## The task
Each record beneath this line should be returned exactly as it is.

## Record extracts
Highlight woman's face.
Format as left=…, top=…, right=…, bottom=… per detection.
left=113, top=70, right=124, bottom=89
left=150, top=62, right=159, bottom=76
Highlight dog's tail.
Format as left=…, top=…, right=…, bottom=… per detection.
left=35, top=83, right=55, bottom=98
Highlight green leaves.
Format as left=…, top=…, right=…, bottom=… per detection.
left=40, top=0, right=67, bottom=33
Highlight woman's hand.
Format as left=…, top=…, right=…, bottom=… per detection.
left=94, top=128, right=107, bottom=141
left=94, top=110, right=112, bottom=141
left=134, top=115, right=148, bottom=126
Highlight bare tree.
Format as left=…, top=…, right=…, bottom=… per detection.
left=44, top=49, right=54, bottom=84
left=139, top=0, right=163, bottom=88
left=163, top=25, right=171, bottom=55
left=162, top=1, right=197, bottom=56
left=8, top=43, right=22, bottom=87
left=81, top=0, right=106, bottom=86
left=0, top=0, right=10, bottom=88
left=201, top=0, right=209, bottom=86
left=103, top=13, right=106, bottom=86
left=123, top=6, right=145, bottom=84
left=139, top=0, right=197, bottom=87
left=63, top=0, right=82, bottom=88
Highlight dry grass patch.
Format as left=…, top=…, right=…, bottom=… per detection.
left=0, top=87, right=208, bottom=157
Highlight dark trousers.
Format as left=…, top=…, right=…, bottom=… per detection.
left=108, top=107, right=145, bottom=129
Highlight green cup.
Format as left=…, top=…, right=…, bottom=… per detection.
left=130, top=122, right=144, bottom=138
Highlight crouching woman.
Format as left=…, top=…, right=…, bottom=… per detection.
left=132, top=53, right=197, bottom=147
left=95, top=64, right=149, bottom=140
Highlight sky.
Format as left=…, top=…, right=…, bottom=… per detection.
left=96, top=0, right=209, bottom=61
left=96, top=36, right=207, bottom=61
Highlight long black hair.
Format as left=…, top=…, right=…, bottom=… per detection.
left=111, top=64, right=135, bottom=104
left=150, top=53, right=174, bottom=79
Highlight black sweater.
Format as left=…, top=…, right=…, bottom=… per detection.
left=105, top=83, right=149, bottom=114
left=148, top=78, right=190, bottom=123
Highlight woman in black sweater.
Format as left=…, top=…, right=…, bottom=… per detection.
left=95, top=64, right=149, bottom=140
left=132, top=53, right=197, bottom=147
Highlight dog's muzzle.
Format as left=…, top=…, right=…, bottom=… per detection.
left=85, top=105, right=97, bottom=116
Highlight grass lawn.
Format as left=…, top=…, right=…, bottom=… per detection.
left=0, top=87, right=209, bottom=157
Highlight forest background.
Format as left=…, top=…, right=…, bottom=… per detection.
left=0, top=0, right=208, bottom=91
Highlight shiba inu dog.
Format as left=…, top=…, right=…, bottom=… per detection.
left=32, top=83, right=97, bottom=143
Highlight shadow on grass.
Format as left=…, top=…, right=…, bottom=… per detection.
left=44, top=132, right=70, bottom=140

## Exercise response
Highlight woman's face.
Format as left=…, top=…, right=…, bottom=… per detection.
left=113, top=70, right=124, bottom=89
left=150, top=62, right=159, bottom=76
Highlight dog's tail.
Format as left=…, top=…, right=…, bottom=… per detection.
left=35, top=83, right=55, bottom=98
Highlight green leaves.
Format as left=…, top=…, right=…, bottom=… per detection.
left=40, top=0, right=67, bottom=33
Highlight woman's hand.
Format as left=…, top=…, right=…, bottom=… per detection.
left=94, top=128, right=107, bottom=141
left=94, top=110, right=112, bottom=141
left=134, top=115, right=148, bottom=126
Highlight bare tree.
Format as left=…, top=…, right=…, bottom=… per detection.
left=44, top=49, right=54, bottom=84
left=139, top=0, right=163, bottom=88
left=163, top=25, right=171, bottom=55
left=162, top=1, right=197, bottom=56
left=8, top=43, right=22, bottom=87
left=81, top=0, right=106, bottom=86
left=0, top=0, right=10, bottom=88
left=201, top=0, right=209, bottom=86
left=103, top=13, right=106, bottom=86
left=123, top=6, right=145, bottom=84
left=139, top=0, right=197, bottom=87
left=63, top=0, right=82, bottom=88
Highlight dry grass patch.
Format as left=…, top=…, right=…, bottom=… per detection.
left=0, top=87, right=208, bottom=157
Highlight dark trousers.
Format as left=…, top=…, right=…, bottom=… per detection.
left=108, top=107, right=145, bottom=129
Highlight green cup.
Format as left=…, top=…, right=…, bottom=… per detection.
left=130, top=122, right=144, bottom=138
Highlight crouching woman.
Format as left=…, top=…, right=…, bottom=… per detection.
left=132, top=53, right=197, bottom=147
left=95, top=64, right=149, bottom=140
Highlight sky.
Format as left=…, top=…, right=…, bottom=… per detection.
left=96, top=0, right=209, bottom=61
left=96, top=36, right=207, bottom=61
Highlight long black hair.
Format as left=…, top=…, right=…, bottom=… per detection.
left=111, top=64, right=135, bottom=104
left=150, top=53, right=174, bottom=79
Highlight black sweater.
Format as left=…, top=…, right=…, bottom=… per detection.
left=105, top=83, right=149, bottom=114
left=148, top=78, right=190, bottom=123
Highlight woman in black sweater.
Format as left=…, top=…, right=…, bottom=… per detection.
left=95, top=64, right=149, bottom=140
left=132, top=53, right=197, bottom=147
Highlight dog's muzzle.
Format as left=…, top=…, right=…, bottom=… per detection.
left=85, top=105, right=97, bottom=116
Highlight grass lawn.
Format as left=…, top=…, right=…, bottom=… per detection.
left=0, top=87, right=209, bottom=157
Highlight forest background.
Format as left=…, top=…, right=…, bottom=… per detection.
left=0, top=0, right=208, bottom=91
Highlight shiba inu dog.
Format as left=…, top=…, right=…, bottom=… per detection.
left=32, top=83, right=97, bottom=143
Highlight shadow on grass.
Format as left=…, top=…, right=…, bottom=… per detection.
left=44, top=132, right=70, bottom=140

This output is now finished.